YOUR ASSIGNMENT
Although pictures appear in the data, the answer should contain only the lines from its start through the line with "Where can the white cotton", written out exactly.

Data entries
┌────────
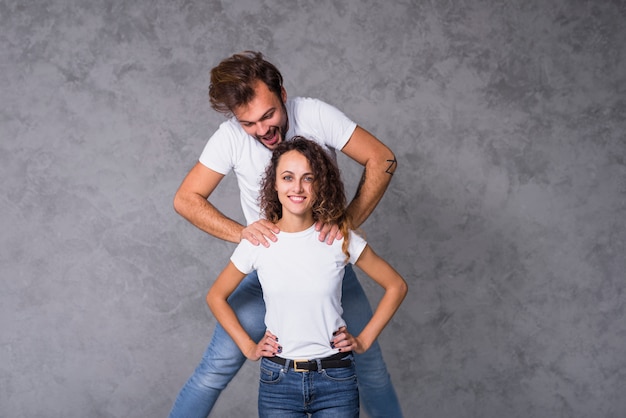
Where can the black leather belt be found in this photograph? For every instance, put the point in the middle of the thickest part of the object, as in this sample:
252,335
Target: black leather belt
333,362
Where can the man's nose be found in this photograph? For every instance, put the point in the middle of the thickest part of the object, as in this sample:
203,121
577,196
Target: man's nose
262,128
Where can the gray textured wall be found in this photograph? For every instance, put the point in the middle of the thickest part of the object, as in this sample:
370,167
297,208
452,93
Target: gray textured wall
506,215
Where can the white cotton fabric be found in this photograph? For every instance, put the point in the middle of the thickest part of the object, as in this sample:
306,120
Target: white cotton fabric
231,148
301,279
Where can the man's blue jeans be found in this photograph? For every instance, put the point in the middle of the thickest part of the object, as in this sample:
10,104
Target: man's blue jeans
327,393
223,359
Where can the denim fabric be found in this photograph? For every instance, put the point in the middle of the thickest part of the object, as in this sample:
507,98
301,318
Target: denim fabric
327,393
222,358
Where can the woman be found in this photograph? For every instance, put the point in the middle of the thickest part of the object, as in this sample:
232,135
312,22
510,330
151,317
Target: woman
301,281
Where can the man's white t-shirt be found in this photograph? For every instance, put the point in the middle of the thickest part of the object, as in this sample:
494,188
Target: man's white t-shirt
301,279
231,148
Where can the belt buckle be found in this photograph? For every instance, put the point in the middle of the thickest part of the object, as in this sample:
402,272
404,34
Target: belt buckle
295,365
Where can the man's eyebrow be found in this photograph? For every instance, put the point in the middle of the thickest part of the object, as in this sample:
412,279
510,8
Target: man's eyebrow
273,109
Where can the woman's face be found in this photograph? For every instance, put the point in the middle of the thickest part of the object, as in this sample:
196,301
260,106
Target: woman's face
295,184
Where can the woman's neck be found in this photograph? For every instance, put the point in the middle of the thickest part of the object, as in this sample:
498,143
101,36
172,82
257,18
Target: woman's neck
295,223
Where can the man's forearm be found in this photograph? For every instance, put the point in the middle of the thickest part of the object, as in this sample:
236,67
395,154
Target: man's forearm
374,182
202,214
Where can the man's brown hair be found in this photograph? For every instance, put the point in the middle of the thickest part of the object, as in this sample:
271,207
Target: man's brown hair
233,80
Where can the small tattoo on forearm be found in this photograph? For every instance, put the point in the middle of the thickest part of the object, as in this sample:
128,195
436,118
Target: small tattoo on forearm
392,166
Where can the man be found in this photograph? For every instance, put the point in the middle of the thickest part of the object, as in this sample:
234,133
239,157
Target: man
248,88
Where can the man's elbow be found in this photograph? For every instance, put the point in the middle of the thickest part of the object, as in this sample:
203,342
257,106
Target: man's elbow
180,203
388,162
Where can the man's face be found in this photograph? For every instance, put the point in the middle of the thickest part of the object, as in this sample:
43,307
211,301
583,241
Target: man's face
265,117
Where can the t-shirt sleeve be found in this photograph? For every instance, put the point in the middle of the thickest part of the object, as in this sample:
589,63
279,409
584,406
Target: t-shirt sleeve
243,257
340,125
330,125
220,152
356,246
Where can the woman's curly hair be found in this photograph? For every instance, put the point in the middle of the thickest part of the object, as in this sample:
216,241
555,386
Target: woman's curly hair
330,200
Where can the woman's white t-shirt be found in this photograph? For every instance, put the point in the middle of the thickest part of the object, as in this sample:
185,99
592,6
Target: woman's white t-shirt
301,279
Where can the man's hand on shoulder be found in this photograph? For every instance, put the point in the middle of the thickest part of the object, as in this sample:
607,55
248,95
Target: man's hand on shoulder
328,232
259,232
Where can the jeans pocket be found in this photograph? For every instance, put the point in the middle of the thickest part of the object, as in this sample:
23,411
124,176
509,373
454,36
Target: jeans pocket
270,376
341,374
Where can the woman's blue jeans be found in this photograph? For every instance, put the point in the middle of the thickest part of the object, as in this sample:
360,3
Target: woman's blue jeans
223,359
327,393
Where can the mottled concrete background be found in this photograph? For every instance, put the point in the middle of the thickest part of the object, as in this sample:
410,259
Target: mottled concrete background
507,215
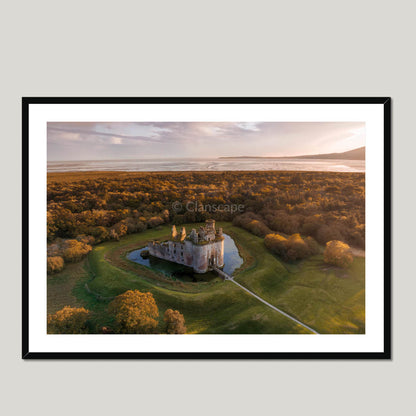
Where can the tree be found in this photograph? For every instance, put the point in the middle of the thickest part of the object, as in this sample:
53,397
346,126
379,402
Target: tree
68,321
175,322
276,243
75,250
296,248
135,312
55,264
338,253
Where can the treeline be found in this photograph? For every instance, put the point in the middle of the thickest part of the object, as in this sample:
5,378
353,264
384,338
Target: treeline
101,206
132,312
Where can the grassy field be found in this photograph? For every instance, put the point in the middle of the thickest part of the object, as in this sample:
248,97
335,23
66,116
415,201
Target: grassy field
325,298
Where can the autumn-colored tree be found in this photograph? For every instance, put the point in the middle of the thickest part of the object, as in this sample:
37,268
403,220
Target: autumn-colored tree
55,264
135,312
276,243
74,250
296,248
338,253
175,322
68,321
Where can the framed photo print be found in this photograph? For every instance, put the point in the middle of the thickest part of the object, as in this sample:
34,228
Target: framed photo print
206,228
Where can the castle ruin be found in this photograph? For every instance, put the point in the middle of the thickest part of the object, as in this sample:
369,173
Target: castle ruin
202,250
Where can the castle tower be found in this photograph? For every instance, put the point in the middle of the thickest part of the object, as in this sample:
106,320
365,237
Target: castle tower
210,226
174,233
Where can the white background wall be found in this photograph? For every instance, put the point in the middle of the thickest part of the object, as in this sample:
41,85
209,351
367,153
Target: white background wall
218,48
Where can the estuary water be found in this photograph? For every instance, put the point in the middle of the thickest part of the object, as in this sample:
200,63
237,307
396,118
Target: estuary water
232,261
183,165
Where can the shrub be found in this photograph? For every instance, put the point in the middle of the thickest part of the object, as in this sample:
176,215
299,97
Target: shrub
175,322
276,243
292,248
135,312
296,248
338,253
55,264
68,321
74,250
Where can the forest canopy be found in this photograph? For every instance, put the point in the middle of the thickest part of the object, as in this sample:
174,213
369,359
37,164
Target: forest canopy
88,208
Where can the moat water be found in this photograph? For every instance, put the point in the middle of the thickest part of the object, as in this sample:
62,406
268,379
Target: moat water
232,261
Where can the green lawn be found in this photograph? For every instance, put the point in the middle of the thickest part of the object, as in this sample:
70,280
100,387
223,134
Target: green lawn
329,300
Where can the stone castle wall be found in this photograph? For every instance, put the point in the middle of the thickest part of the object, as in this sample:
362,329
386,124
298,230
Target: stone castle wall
201,256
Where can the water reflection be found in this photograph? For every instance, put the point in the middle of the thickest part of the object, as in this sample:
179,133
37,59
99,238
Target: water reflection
232,261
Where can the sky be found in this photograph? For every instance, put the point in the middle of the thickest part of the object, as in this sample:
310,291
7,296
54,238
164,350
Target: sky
122,140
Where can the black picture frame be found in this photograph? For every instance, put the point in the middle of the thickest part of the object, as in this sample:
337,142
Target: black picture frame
385,101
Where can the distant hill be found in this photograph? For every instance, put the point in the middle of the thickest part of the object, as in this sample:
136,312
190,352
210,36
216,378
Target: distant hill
356,154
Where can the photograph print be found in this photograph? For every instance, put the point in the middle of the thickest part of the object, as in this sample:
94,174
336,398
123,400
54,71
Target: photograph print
192,228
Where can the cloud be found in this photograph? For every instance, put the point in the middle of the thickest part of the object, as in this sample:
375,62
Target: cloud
96,140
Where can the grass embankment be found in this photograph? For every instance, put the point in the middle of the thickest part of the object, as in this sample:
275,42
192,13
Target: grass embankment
322,297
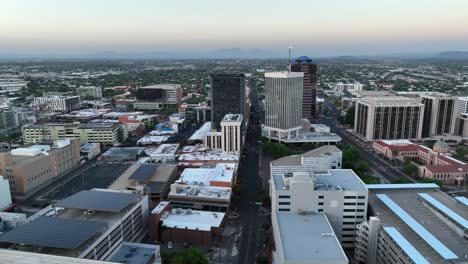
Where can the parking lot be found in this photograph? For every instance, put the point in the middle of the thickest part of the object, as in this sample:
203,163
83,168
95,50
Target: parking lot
99,175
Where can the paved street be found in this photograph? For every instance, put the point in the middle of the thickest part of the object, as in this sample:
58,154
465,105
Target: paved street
250,184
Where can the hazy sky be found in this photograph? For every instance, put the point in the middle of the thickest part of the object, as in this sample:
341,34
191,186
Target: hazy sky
313,27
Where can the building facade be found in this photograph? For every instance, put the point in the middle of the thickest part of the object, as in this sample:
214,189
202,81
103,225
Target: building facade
440,112
159,97
391,117
227,96
309,96
64,104
29,169
283,113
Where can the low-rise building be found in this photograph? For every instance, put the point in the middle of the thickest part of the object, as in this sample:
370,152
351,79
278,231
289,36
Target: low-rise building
5,194
305,238
204,188
90,225
412,223
154,180
102,133
436,163
29,169
319,159
90,150
185,226
63,104
89,92
339,194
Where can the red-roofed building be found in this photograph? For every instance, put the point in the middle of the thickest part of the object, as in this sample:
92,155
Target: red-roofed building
437,164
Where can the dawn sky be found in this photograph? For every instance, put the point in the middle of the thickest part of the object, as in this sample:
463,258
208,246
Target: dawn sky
331,27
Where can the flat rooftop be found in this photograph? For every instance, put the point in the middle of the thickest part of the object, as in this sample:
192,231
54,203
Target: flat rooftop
309,238
199,135
203,176
338,180
192,219
135,253
414,217
296,160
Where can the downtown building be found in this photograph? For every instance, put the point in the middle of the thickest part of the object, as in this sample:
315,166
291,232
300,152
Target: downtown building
309,96
64,104
228,96
283,110
413,223
440,112
159,97
391,117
└────────
EXERCISE SOLUTION
Where can the black leather belt be found in this photograph? For every instance, put the point in the middle of the thickest part of the object, as in this sample:
252,335
Target: black leather belt
333,362
Where can the man's nose be found in this photograph? For every instance, put the point in the middle of the thickest part of the object, as in this sample:
203,121
577,196
Target: man's nose
262,128
Where can the gray textured wall be found in this photograph? For every instance, put the point in the middle of the thickest part of the object, as in this sample:
370,167
297,208
452,93
Target: gray textured wall
506,215
Where can the white cotton fabric be found in this photograph? For every instance, put the point in the middle of the thickest part of the object, as in this sample:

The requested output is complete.